**Challenge A:**
In the abstract below, what does the TEP-BFT protocol use to generate unique identifiers for messages?

**Extract:**

========================

Parallel Byzantine fault tolerance consensus based on trusted execution environments

Ensuring consistency and reliability in distributed systems is crucial for their adoption. Blockchain technology offers a robust framework for these systems, characterized by decentralization, immutability, auditability, and traceability. In public blockchains, consensus algorithms like Proof-of-Work (PoW) are foundational for securing transactions but are criticized for high energy consumption and limited transaction throughput, making them less suitable for high-frequency environments. In contrast, consortium blockchains rely on Byzantine Fault Tolerance (BFT) algorithms to address these issues. However, existing Practical Byzantine Fault Tolerance (PBFT) protocols still face challenges in performance, scalability, and fault tolerance. This paper introduces a novel Parallel Byzantine Fault Tolerance protocol, TEP-BFT, leveraging Trusted Execution Environments. The TEP-BFT protocol utilizes a Unique Sequential Identifier Generator (USIG) based on Intel Software Guard Extensions (Intel SGX) to generate unique identifiers, thus ensuring the monotonicity, uniqueness, and order of messages. This innovation reduces the requisite number of communication phases and replicas, substantially enhancing the efficiency and fault tolerance of the consensus process. Moreover, the protocol implements parallel processing strategies both inter-thread and intra-thread to augment the throughput of the blockchain system significantly. Our experimental and performance analysis indicates that TEP-BFT achieves an optimal balance among performance, scalability, and fault tolerance, surpassing other BFT protocol variants. This advancement positions TEP-BFT as a superior choice for blockchain systems in scenarios requiring rapid and frequent transaction processing, marking a significant step forward in the evolution of blockchain consensus mechanisms. Our code is made public available at: https://github.com/SICC-Group/TEP-BFT.git.

========================

**Source records:**
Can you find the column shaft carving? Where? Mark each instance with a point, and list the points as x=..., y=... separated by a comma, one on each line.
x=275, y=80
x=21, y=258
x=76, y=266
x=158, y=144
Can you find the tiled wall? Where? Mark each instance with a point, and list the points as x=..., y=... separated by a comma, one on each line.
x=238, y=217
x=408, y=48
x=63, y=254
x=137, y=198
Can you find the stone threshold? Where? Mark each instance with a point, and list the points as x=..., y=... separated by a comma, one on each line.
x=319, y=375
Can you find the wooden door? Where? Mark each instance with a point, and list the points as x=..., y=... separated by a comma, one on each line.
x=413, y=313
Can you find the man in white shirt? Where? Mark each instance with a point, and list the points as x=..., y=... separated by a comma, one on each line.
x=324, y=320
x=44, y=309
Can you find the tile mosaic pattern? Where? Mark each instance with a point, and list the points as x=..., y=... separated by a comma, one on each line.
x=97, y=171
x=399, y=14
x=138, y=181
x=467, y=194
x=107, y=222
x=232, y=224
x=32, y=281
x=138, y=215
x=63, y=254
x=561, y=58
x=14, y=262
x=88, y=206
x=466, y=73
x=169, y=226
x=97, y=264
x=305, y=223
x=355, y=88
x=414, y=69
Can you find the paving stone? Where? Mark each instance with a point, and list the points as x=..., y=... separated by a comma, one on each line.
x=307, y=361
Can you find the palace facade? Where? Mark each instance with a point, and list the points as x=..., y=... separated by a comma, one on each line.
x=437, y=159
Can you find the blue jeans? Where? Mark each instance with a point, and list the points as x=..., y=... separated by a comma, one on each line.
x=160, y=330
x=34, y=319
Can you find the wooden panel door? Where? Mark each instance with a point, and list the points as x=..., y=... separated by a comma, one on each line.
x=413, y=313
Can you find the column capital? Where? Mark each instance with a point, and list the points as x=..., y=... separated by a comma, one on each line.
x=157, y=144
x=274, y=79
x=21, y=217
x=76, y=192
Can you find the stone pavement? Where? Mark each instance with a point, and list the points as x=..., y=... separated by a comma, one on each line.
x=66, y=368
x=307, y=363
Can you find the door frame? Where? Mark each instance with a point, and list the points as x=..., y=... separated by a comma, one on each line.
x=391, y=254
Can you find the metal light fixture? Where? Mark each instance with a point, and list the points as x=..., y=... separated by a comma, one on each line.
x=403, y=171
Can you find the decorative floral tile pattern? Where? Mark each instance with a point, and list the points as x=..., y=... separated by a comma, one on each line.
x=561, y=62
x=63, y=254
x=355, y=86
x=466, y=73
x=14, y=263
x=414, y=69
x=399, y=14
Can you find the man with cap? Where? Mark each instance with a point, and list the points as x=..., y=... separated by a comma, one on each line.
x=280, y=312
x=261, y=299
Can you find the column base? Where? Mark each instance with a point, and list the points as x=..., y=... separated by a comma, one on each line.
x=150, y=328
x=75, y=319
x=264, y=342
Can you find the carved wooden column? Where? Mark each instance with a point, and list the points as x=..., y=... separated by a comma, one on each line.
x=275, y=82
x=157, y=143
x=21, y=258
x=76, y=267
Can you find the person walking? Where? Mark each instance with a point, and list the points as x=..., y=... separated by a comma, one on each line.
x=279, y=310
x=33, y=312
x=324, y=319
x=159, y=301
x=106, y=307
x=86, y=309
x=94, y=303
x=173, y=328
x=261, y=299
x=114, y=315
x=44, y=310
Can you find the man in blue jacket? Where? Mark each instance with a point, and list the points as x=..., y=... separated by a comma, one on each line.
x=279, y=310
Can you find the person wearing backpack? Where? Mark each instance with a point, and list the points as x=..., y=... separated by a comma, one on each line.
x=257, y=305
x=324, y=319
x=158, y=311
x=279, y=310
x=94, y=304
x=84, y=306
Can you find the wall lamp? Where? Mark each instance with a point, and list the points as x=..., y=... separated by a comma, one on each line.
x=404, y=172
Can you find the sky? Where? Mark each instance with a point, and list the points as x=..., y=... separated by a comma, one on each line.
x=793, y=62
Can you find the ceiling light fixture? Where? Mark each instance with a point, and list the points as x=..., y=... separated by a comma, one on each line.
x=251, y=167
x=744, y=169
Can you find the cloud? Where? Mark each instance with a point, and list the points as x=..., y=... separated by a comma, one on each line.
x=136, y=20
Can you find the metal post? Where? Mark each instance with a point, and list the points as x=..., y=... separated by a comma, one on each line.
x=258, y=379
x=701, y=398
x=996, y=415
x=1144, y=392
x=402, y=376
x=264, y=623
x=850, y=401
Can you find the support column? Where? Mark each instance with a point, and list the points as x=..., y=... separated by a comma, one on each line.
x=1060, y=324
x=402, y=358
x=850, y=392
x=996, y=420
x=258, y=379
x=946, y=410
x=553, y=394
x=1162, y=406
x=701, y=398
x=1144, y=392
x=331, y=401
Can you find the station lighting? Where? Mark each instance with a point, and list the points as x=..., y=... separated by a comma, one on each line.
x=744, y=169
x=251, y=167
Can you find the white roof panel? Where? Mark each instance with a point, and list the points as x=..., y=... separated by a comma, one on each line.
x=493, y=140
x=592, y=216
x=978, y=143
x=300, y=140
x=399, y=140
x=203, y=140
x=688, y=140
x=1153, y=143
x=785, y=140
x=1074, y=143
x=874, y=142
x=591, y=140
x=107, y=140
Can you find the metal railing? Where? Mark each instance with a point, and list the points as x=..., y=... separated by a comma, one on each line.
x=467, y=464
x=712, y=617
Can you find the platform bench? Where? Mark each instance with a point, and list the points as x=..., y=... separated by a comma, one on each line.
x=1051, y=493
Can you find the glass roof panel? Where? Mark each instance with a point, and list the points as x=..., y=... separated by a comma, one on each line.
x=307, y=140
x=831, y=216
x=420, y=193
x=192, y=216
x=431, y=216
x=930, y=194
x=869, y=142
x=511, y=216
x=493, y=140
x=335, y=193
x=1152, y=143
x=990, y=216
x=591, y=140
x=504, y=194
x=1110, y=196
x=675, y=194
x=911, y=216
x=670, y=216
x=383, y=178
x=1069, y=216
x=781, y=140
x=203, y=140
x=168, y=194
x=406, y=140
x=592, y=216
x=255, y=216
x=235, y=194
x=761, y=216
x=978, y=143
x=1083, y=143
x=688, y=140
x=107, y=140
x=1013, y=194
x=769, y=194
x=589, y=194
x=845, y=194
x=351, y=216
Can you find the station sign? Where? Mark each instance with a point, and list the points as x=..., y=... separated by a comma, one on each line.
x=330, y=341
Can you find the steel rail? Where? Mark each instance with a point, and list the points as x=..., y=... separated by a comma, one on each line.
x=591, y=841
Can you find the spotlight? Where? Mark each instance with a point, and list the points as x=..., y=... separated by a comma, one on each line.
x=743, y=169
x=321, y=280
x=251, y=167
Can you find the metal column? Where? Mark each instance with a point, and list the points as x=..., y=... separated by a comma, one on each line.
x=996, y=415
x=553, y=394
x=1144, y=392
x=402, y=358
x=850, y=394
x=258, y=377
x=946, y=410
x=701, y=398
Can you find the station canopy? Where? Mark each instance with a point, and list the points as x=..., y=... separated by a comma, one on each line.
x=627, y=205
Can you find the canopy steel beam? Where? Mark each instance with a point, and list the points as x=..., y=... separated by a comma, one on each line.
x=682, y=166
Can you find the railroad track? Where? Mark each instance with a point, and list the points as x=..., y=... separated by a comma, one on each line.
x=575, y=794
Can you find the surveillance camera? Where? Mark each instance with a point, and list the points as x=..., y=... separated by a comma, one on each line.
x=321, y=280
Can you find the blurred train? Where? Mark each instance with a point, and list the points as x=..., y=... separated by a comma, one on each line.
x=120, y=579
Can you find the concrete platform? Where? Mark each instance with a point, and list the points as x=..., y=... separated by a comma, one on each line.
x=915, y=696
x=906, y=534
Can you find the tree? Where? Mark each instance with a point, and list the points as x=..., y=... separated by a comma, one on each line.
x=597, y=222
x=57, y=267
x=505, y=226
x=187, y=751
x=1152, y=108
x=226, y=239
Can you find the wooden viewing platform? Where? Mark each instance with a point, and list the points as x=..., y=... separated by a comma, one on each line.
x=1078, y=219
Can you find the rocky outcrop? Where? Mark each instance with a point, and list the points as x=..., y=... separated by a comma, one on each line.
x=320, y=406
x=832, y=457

========================

**Challenge B:**
Reproduce the rows starting at the line that contains "Can you find the stone pavement?" and ending at the line that contains "x=403, y=171". Substitute "Mark every instance" for "Mark each instance" and leave everything else unchanged.

**Written response A:**
A Unique Sequential Identifier Generator (USIG) based on Intel Software Guard Extensions (Intel SGX).

**Written response B:**
Can you find the stone pavement? Where? Mark every instance with a point, and list the points as x=..., y=... separated by a comma, one on each line.
x=66, y=368
x=307, y=363
Can you find the door frame? Where? Mark every instance with a point, and list the points as x=..., y=... separated by a comma, one on each line.
x=391, y=254
Can you find the metal light fixture? Where? Mark every instance with a point, and list the points as x=..., y=... separated by a comma, one on each line.
x=403, y=171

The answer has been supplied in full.